Action item: Your task is to copy each line of the material that includes "instance".

** Record excerpts follows **

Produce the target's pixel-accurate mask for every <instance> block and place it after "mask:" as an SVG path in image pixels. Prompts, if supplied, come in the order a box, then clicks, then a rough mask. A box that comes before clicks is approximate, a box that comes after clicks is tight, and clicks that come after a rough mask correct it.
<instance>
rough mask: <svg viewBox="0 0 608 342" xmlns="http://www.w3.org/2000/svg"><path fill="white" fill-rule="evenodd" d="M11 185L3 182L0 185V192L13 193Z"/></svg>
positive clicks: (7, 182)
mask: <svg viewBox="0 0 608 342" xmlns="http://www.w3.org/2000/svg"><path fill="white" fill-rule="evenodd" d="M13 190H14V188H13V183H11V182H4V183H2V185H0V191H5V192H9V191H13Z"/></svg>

** End of Record excerpts **

Result for this task:
Produce the target's pixel-accurate mask for every <instance> block and place it after "mask:" as an SVG path in image pixels. Prompts, if supplied, come in the order a box, then clicks, then a rough mask. A box that comes before clicks is approximate, a box that comes after clicks is tight, and clicks that come after a rough mask correct it.
<instance>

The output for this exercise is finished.